- RECORDED DATA:
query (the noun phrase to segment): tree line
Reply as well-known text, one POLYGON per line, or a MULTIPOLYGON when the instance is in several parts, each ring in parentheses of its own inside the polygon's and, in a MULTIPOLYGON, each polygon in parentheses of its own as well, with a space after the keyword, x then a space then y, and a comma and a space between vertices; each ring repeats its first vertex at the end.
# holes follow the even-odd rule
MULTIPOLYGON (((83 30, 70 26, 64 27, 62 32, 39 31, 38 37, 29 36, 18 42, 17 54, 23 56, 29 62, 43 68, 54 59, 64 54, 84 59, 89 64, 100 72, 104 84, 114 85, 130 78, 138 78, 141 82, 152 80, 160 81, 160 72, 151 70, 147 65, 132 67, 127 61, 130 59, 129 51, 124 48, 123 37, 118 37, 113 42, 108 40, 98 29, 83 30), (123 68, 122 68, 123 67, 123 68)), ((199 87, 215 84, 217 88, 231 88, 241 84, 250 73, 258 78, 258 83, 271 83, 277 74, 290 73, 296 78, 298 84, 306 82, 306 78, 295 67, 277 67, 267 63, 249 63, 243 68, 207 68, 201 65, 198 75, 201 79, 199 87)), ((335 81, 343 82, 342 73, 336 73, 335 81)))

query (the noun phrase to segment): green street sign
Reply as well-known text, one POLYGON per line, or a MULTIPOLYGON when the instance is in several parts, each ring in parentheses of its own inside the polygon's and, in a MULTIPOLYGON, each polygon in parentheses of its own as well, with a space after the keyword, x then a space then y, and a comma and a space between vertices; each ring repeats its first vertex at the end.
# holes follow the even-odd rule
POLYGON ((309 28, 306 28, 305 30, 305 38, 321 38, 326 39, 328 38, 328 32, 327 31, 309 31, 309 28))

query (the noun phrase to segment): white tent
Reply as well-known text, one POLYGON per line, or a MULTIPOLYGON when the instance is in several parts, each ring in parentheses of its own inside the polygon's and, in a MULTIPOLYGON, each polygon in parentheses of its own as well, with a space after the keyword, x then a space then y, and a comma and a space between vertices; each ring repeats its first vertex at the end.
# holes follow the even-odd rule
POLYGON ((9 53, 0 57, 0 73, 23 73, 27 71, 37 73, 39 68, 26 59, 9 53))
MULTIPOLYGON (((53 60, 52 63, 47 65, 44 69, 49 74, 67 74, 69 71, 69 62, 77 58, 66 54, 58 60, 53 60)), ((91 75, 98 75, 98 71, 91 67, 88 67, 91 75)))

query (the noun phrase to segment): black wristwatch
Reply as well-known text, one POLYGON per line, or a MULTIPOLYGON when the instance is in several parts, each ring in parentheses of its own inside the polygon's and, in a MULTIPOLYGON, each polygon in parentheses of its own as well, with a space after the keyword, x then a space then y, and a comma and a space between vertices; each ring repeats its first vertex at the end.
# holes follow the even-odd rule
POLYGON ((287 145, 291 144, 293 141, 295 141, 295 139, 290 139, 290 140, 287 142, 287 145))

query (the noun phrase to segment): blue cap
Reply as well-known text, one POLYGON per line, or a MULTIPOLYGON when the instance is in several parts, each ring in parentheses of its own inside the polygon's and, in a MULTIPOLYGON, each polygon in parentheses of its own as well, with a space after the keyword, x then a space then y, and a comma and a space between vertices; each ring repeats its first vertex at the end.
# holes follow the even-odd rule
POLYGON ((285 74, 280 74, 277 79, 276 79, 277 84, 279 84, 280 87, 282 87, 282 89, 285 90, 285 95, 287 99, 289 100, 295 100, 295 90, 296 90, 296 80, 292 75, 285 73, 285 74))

- EXERCISE DIRECTIONS:
Print the listing above in its entirety, with every line exact.

- REPLY:
query (the noun phrase to segment): tree line
Reply as well-known text, one POLYGON per line, or a MULTIPOLYGON when the instance is in several parts, each ring in parentheses of its own inside the polygon's and, in a MULTIPOLYGON, each polygon in parentheses of its own as well, with a space after the keyword, x then a space then y, and a comma and a space between vertices; each ring repeats its first vertex at the end.
# holes follow the even-odd rule
MULTIPOLYGON (((83 30, 70 26, 64 27, 62 32, 39 31, 38 37, 29 36, 18 42, 17 54, 23 56, 29 62, 43 68, 54 59, 64 54, 84 59, 89 64, 100 72, 104 84, 114 85, 130 78, 138 78, 141 82, 152 80, 160 81, 160 72, 151 70, 147 65, 132 67, 127 61, 130 59, 129 51, 124 48, 123 37, 118 37, 113 42, 108 40, 98 29, 83 30), (123 68, 122 68, 123 67, 123 68)), ((199 87, 215 84, 217 88, 231 88, 241 84, 250 73, 258 78, 258 83, 271 83, 277 74, 290 73, 296 78, 298 84, 306 82, 306 78, 295 67, 277 67, 267 63, 249 63, 243 68, 207 68, 201 65, 198 75, 201 79, 199 87)), ((335 81, 343 82, 342 73, 336 73, 335 81)))

query (the noun phrase to segment): green street sign
Reply as well-known text, one POLYGON per line, or a MULTIPOLYGON when the instance is in several parts, each ring in parentheses of its own inside the polygon's and, in a MULTIPOLYGON, each polygon in parentheses of its own as well, with a space after the keyword, x then a space then y, and a comma and a space between vertices; each ring repeats its first vertex at the end.
# holes follow the even-odd rule
POLYGON ((309 28, 306 28, 305 30, 305 38, 321 38, 326 39, 328 38, 328 32, 327 31, 309 31, 309 28))

query (the noun phrase to segment): white tent
Reply as well-known text, one POLYGON per line, or a MULTIPOLYGON when the instance is in several parts, each ring in parentheses of its own inside the polygon's and, in a MULTIPOLYGON, each polygon in parentheses of its own as well, with a space after the keyword, x then a space then y, and a comma and a space between vertices; each ring repeats its first vertex at the end.
# holes follow the even-odd rule
POLYGON ((9 53, 0 57, 0 73, 23 73, 27 71, 37 73, 39 68, 26 59, 9 53))
MULTIPOLYGON (((53 60, 52 63, 47 65, 44 69, 49 74, 67 74, 69 71, 69 62, 77 58, 66 54, 58 60, 53 60)), ((91 75, 98 75, 98 71, 91 67, 88 67, 91 75)))

query (the noun phrase to segment): black wristwatch
Reply as well-known text, one POLYGON per line, or a MULTIPOLYGON when the instance is in several parts, each ring in parentheses of its own inside the polygon's and, in a MULTIPOLYGON, each polygon in parentheses of its own as well, with a space after the keyword, x then a space then y, and a comma and a space between vertices; each ring repeats its first vertex at the end.
# holes follow the even-odd rule
POLYGON ((287 145, 291 144, 293 141, 295 141, 295 139, 290 139, 290 140, 287 142, 287 145))

query (the noun phrase to segment): blue cap
Reply as well-known text, one POLYGON per line, or a MULTIPOLYGON when the instance is in several parts, each ring in parentheses of its own inside the polygon's and, in a MULTIPOLYGON, each polygon in parentheses of its own as well, with a space after the keyword, x then a space then y, and a comma and a space between vertices; each ring repeats its first vertex at the end.
# holes follow the even-odd rule
POLYGON ((285 74, 280 74, 277 79, 276 79, 277 84, 279 84, 280 87, 282 87, 282 89, 285 90, 285 95, 287 99, 289 100, 295 100, 295 90, 296 90, 296 80, 292 75, 285 73, 285 74))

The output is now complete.